Exercise details:
Copy the items word for word, starting at the very first line and ending with the line containing "pixel 261 217", including that line.

Given data:

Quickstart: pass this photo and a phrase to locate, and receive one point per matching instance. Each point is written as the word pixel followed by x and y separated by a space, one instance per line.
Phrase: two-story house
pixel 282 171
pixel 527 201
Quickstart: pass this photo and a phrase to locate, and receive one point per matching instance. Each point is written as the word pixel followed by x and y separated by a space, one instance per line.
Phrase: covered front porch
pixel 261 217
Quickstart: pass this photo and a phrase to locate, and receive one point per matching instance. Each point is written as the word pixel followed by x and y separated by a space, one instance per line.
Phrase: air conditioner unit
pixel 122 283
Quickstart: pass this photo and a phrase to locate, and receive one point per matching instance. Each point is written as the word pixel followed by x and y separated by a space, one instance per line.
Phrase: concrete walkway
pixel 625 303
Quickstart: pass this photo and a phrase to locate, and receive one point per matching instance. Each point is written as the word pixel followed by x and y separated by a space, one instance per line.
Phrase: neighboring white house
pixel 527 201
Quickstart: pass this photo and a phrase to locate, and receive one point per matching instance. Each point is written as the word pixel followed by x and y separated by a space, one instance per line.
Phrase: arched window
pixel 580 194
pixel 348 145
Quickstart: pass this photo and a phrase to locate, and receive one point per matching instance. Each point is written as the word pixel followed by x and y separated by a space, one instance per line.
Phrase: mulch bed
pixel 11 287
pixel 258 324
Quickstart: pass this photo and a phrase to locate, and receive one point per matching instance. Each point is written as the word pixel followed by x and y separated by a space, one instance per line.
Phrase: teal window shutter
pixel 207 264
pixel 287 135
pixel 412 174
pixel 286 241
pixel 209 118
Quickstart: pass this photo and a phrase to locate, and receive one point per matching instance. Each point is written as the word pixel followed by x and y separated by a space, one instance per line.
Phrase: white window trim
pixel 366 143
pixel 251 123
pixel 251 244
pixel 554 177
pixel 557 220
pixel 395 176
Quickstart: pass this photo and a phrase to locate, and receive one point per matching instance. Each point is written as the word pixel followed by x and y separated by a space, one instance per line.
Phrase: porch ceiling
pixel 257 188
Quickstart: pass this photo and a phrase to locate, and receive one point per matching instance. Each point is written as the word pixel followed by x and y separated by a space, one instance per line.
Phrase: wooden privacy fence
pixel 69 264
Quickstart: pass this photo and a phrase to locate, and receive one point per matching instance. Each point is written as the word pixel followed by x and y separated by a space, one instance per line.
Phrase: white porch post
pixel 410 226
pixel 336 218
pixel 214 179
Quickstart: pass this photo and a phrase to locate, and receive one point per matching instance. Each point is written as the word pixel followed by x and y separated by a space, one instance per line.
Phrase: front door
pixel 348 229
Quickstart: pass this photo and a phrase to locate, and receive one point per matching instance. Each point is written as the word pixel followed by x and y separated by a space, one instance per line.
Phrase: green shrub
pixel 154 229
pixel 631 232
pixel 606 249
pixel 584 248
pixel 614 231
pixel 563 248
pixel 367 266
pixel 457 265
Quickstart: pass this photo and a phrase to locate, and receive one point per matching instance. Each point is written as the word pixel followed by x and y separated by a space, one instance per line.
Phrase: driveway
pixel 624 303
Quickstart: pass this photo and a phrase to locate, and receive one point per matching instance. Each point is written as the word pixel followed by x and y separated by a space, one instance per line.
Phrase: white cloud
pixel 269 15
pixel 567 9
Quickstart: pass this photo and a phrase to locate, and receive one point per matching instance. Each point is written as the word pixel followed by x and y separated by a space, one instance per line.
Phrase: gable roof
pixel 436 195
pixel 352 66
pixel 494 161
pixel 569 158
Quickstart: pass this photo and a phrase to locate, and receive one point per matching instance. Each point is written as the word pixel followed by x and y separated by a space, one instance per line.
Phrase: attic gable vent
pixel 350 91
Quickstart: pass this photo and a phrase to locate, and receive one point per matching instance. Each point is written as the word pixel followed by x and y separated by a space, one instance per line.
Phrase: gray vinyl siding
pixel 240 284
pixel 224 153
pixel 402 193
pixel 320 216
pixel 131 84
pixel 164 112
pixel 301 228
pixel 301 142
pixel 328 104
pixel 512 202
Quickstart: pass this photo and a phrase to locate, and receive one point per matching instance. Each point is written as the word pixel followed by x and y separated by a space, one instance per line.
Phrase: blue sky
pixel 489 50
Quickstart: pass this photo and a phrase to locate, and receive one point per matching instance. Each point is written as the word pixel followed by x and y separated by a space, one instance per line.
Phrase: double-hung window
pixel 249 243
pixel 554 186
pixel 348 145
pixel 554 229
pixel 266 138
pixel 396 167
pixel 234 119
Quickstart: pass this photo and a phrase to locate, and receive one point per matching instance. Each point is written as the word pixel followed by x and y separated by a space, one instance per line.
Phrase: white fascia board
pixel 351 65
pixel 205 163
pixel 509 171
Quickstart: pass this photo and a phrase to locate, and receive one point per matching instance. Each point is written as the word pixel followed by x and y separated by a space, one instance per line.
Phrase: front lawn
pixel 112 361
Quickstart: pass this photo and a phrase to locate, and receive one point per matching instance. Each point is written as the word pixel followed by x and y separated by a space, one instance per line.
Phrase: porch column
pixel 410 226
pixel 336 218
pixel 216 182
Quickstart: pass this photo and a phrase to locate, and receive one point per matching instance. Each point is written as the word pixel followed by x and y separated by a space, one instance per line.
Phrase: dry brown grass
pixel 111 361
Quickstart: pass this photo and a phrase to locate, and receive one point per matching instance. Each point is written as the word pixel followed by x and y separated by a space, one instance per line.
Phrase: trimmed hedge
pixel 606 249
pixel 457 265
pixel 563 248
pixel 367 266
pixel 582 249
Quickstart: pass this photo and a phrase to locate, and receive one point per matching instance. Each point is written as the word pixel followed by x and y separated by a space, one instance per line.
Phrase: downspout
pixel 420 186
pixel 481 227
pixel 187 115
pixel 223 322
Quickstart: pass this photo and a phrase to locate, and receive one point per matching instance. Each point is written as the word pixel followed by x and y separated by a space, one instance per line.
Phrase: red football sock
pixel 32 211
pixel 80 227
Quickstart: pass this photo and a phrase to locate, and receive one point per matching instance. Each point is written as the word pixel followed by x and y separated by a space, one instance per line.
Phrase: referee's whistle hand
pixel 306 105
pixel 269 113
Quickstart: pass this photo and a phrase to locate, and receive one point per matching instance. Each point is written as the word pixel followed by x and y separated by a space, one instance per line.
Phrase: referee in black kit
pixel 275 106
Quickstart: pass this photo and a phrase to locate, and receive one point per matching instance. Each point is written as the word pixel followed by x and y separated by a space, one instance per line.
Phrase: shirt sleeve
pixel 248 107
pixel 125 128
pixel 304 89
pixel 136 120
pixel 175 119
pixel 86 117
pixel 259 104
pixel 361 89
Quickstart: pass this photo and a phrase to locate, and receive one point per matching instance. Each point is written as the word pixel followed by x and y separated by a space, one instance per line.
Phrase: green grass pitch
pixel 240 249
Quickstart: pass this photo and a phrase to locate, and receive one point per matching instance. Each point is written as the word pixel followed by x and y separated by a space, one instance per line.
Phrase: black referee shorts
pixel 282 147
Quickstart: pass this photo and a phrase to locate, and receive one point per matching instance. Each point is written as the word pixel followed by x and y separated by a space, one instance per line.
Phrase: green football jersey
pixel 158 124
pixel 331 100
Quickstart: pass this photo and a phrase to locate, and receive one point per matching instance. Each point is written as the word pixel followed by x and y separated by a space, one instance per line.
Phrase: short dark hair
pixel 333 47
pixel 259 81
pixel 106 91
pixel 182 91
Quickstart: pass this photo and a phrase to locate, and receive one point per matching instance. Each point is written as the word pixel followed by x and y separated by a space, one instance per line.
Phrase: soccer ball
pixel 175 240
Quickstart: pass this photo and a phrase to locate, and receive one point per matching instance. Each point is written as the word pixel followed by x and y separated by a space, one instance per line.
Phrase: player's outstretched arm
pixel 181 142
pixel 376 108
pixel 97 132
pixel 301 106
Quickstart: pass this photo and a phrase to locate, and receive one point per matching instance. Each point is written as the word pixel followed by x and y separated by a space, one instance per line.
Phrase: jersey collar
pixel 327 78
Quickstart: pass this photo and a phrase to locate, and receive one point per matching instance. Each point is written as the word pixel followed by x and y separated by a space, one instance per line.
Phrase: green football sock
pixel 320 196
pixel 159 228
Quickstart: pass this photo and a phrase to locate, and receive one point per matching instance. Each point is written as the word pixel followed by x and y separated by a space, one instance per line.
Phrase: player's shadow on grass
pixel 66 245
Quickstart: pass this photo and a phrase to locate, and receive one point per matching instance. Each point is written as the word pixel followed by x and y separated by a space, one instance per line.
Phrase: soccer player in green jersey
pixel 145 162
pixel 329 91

Solution for this exercise:
Quickstart: pass this photo and a phrase to locate, and receive one point per matching instance. Each point is written as the word pixel followed by x and y separated by a space, one instance per line.
Phrase: two-story house
pixel 282 171
pixel 527 201
Quickstart: pass this photo and a phrase to locate, and receive one point per matching instance. Each point is written as the word pixel followed by x and y separated by a space, one instance per line.
Phrase: covered front porch
pixel 261 217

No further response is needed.